* **MATERIAL SHOWN**:
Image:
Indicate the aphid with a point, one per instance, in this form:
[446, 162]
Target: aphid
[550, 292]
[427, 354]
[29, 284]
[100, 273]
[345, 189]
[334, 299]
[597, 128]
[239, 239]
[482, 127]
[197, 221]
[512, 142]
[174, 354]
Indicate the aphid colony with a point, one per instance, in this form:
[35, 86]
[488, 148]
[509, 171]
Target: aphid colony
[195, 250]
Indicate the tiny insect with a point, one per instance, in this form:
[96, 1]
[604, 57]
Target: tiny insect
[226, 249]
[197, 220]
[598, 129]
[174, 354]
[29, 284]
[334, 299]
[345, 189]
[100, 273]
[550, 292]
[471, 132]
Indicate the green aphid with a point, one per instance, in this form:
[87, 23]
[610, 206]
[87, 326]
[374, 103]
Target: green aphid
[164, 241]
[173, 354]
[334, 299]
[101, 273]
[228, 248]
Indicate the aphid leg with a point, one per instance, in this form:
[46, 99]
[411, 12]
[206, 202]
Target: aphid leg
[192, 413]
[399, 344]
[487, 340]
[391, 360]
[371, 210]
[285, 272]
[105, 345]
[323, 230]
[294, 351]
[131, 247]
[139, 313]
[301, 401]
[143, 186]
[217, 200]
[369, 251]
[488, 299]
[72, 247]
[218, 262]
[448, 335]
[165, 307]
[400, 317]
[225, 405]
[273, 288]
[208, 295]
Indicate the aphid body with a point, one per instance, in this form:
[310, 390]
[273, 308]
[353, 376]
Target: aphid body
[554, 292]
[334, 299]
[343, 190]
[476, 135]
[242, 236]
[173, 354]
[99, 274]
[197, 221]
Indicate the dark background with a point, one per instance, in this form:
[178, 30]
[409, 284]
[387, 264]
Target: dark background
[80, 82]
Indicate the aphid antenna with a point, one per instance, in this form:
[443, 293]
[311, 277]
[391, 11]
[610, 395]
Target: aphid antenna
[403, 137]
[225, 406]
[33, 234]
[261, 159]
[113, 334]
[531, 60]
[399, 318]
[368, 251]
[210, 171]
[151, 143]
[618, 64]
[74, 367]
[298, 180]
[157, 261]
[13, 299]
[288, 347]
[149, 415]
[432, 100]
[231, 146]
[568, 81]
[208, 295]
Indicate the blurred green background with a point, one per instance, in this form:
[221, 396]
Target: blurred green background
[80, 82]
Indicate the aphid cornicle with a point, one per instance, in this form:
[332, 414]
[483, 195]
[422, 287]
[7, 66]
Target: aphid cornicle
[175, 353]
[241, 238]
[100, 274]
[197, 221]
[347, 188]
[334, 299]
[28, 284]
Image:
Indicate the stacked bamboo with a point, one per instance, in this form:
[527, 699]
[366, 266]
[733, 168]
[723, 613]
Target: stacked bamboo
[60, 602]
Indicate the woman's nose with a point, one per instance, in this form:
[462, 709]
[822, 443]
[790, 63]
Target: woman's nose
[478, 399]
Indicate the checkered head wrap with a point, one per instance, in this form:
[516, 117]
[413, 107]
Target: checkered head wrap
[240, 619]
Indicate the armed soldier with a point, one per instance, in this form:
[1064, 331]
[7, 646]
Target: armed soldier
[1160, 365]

* **SET EXERCISE**: Copy out the entire listing above line for line, without changing anything.

* **FULL ANSWER**:
Image:
Indicate the aphid with a point, one per instance, in this form:
[446, 162]
Target: aphid
[550, 292]
[427, 354]
[29, 284]
[100, 273]
[345, 189]
[334, 299]
[597, 128]
[239, 239]
[482, 127]
[197, 221]
[512, 142]
[174, 354]
Indicate the aphid colony with a point, one per instance, in this form:
[35, 86]
[488, 148]
[509, 171]
Target: aphid colony
[195, 250]
Indicate the tiny insect with a point, one per instance, in this form:
[96, 1]
[604, 57]
Target: tiny insect
[226, 249]
[197, 220]
[598, 129]
[174, 354]
[29, 284]
[334, 299]
[345, 189]
[100, 273]
[550, 292]
[471, 132]
Indicate the green aphid with a point, one per instance, in this form:
[87, 23]
[610, 206]
[87, 326]
[374, 103]
Target: green aphid
[164, 241]
[173, 354]
[334, 299]
[101, 273]
[228, 248]
Indicate the aphid leg with a point, one per instance, in this form:
[46, 99]
[411, 12]
[206, 202]
Target: aphid leg
[192, 413]
[399, 344]
[487, 340]
[391, 360]
[371, 210]
[285, 272]
[105, 345]
[323, 230]
[294, 351]
[131, 247]
[139, 313]
[301, 401]
[143, 186]
[217, 200]
[369, 251]
[488, 299]
[72, 247]
[218, 262]
[448, 335]
[165, 307]
[400, 317]
[225, 405]
[273, 288]
[208, 295]
Indicate the aphid body with a point, one per instance, in this form:
[310, 390]
[273, 308]
[353, 376]
Target: aphid body
[554, 292]
[334, 299]
[343, 190]
[476, 135]
[242, 236]
[173, 354]
[99, 274]
[197, 221]
Indicate the dark background with a point, one per instance, in this form:
[178, 30]
[409, 284]
[387, 264]
Target: dark background
[80, 82]
Indicate the aphid antenna with a point, one per instance, in this form:
[443, 293]
[311, 277]
[391, 11]
[610, 395]
Target: aphid antenna
[403, 137]
[225, 406]
[33, 234]
[261, 159]
[113, 334]
[531, 60]
[399, 318]
[368, 251]
[210, 171]
[151, 143]
[618, 64]
[74, 367]
[298, 180]
[157, 261]
[13, 299]
[288, 347]
[149, 415]
[432, 100]
[231, 146]
[568, 81]
[208, 295]
Indicate the blurred green background with a point, one per instance, in this form:
[221, 396]
Target: blurred green background
[80, 82]
Indicate the aphid cornicle with a point, one per instance, in this form:
[332, 414]
[483, 195]
[422, 287]
[7, 66]
Target: aphid cornicle
[175, 353]
[241, 238]
[100, 274]
[197, 221]
[347, 188]
[334, 299]
[28, 284]
Image:
Indicate the stacked bamboo with a point, one per instance, in this form:
[527, 699]
[366, 266]
[733, 168]
[723, 613]
Target: stacked bamboo
[60, 602]
Indicate the woman's nose with a point, one per instance, in this form:
[462, 709]
[822, 443]
[790, 63]
Target: woman's nose
[478, 399]
Indicate the checkered head wrap with a point, one per instance, in this form:
[516, 117]
[413, 107]
Target: checkered head wrap
[240, 619]
Indicate the armed soldier with a point, one per instance, in this form:
[1064, 331]
[7, 646]
Target: armed soldier
[1160, 365]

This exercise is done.